> Task objective
Please give every line of the rows below as a JSON list of strings, one string per line, leaving out any blank lines.

Records of labeled points
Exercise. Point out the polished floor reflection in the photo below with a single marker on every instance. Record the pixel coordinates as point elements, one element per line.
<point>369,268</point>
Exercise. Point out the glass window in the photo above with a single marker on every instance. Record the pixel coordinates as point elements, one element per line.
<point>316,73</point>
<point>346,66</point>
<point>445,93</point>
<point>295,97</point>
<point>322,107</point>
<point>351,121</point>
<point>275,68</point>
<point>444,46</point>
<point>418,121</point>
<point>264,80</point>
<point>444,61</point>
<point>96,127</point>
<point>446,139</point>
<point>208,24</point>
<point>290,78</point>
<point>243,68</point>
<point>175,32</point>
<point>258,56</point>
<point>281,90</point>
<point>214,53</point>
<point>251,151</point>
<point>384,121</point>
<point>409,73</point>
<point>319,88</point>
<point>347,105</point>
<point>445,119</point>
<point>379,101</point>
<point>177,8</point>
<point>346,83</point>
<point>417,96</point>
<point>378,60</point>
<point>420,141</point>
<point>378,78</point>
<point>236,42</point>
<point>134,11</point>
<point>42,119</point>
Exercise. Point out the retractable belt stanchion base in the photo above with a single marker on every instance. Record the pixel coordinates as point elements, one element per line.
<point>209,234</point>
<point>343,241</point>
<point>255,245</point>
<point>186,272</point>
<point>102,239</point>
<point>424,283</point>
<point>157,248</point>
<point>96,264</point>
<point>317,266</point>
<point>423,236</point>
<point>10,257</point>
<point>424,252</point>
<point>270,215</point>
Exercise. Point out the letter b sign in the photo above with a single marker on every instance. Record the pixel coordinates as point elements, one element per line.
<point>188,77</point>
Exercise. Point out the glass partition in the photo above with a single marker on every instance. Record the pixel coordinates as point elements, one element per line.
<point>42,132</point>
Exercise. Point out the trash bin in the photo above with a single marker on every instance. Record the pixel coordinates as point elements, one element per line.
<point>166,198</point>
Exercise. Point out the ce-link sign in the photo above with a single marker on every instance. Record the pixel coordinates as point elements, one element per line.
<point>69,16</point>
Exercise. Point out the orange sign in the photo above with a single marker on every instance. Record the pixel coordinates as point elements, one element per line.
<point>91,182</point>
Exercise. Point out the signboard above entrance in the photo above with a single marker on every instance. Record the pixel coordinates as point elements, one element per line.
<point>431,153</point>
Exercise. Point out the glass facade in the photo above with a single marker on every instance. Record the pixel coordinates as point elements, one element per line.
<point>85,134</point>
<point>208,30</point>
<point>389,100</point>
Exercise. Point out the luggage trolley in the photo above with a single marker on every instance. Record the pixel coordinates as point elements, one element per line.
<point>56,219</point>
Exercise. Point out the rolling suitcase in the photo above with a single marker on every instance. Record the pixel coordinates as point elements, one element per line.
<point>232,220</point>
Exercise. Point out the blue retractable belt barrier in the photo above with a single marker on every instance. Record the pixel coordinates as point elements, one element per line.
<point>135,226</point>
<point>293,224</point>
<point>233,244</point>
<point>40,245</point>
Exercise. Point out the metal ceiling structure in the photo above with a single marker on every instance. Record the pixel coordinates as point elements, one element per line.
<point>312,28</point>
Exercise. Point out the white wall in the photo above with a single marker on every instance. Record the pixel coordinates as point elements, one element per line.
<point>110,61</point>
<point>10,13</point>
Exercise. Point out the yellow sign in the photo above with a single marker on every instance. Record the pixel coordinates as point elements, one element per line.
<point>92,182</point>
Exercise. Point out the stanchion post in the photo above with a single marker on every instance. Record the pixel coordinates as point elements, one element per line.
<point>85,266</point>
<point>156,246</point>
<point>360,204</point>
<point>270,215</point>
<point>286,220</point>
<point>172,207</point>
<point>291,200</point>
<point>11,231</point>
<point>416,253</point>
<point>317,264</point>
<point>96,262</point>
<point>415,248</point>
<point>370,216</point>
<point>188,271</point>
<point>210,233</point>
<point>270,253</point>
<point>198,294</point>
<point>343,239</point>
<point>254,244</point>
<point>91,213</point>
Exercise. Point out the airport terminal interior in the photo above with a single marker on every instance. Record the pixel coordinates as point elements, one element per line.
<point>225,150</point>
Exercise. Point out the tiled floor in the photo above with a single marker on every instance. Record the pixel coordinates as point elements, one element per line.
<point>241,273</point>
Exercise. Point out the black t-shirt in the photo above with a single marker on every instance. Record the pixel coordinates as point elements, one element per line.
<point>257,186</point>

> Response to the exercise
[
  "Exercise. Point out the polished floor reflection in the photo below with a single marker on every instance. Record the pixel coordinates as point elements, one element per line.",
  "<point>369,268</point>",
  "Exercise. Point out the glass window in the photo above with a single marker on every instance. Record the pixel coordinates as point elements, one element per line.",
  "<point>316,73</point>",
  "<point>346,66</point>",
  "<point>445,93</point>",
  "<point>295,97</point>",
  "<point>322,107</point>",
  "<point>351,121</point>",
  "<point>275,68</point>",
  "<point>444,46</point>",
  "<point>418,121</point>",
  "<point>264,80</point>",
  "<point>444,61</point>",
  "<point>96,127</point>",
  "<point>446,139</point>",
  "<point>208,24</point>",
  "<point>290,78</point>",
  "<point>243,68</point>",
  "<point>175,32</point>",
  "<point>258,56</point>",
  "<point>281,90</point>",
  "<point>214,53</point>",
  "<point>251,151</point>",
  "<point>384,121</point>",
  "<point>409,73</point>",
  "<point>319,88</point>",
  "<point>347,105</point>",
  "<point>445,119</point>",
  "<point>379,101</point>",
  "<point>177,8</point>",
  "<point>346,83</point>",
  "<point>417,96</point>",
  "<point>378,60</point>",
  "<point>420,141</point>",
  "<point>378,78</point>",
  "<point>236,42</point>",
  "<point>134,11</point>",
  "<point>42,119</point>",
  "Exercise. Point out the retractable belt stanchion base in the photo above with a single marker on every instance. Record the pixel coordinates as point elements, one element per line.",
  "<point>209,234</point>",
  "<point>343,241</point>",
  "<point>255,245</point>",
  "<point>186,272</point>",
  "<point>102,239</point>",
  "<point>424,283</point>",
  "<point>157,248</point>",
  "<point>96,264</point>",
  "<point>317,266</point>",
  "<point>423,236</point>",
  "<point>10,257</point>",
  "<point>424,252</point>",
  "<point>270,215</point>",
  "Exercise. Point out the letter b sign in the photo above with a single marker on every instance. Record the pixel coordinates as point elements, one element per line.",
  "<point>188,77</point>",
  "Exercise. Point out the glass partition in the photo above with a single marker on every instance. Record the pixel coordinates as point elements, one element per line.",
  "<point>42,132</point>",
  "Exercise. Point out the trash bin in the photo above with a single marker on every instance. Record the pixel coordinates as point elements, one element per line.",
  "<point>166,198</point>",
  "Exercise. Point out the ce-link sign in the photo above with a single marker on every instance. Record the pixel coordinates as point elements, one element per line.",
  "<point>69,16</point>",
  "Exercise. Point out the orange sign in the photo above with a single marker on every instance. Record the pixel coordinates as point elements, one element per line.",
  "<point>91,182</point>",
  "Exercise. Point out the signboard above entrance in the photo above with a single marker on every instance. Record the pixel coordinates as point elements, one element per line.",
  "<point>431,153</point>",
  "Exercise. Point out the glass facade in the photo above with a single marker on every instance. Record the pixel coordinates as point elements, one element per line.",
  "<point>85,134</point>",
  "<point>208,30</point>",
  "<point>389,100</point>",
  "Exercise. Point out the luggage trolley in the photo above with a single marker on every instance. Record the pixel coordinates as point elements, one element per line.",
  "<point>56,219</point>",
  "Exercise. Point out the rolling suitcase in the photo above with a single marker on every instance. Record the pixel coordinates as point elements, one element per line.",
  "<point>232,220</point>",
  "Exercise. Point out the blue retractable belt barrier in the photo above with a single marker on every instance. Record the pixel coordinates as point elements, one element per line.",
  "<point>135,226</point>",
  "<point>293,224</point>",
  "<point>233,244</point>",
  "<point>40,245</point>",
  "Exercise. Point out the metal ceiling structure in the photo above with a single marker on every instance. Record the pixel coordinates as point elements, one element per line.",
  "<point>312,28</point>",
  "Exercise. Point out the white wall in the photo above with a single marker on every instance. Record the pixel coordinates as point elements, one element per line.",
  "<point>110,61</point>",
  "<point>10,13</point>",
  "Exercise. Point out the yellow sign in the photo above with a single marker on every instance. Record the pixel coordinates as point elements, one element per line.",
  "<point>92,182</point>",
  "Exercise. Point out the stanchion post in the photo above with a single marker on every instance. Record the pixel coordinates as point elements, one element per line.",
  "<point>85,266</point>",
  "<point>156,246</point>",
  "<point>360,204</point>",
  "<point>270,215</point>",
  "<point>286,220</point>",
  "<point>172,207</point>",
  "<point>291,200</point>",
  "<point>11,231</point>",
  "<point>416,253</point>",
  "<point>317,264</point>",
  "<point>96,262</point>",
  "<point>415,248</point>",
  "<point>370,216</point>",
  "<point>188,271</point>",
  "<point>210,233</point>",
  "<point>270,253</point>",
  "<point>198,294</point>",
  "<point>343,239</point>",
  "<point>254,244</point>",
  "<point>91,213</point>",
  "Exercise. Point out the airport terminal interior in the photo above with a single marker on every instance. Record the pixel coordinates as point elements, one element per line.",
  "<point>225,150</point>",
  "Exercise. Point out the tiled floor in the photo above with a single marker on every instance. Record the pixel coordinates as point elements, one element per line.",
  "<point>241,273</point>",
  "Exercise. Point out the black t-shirt in the photo above with a single marker on every instance. Record the pixel coordinates as point elements, one element per line.",
  "<point>257,186</point>"
]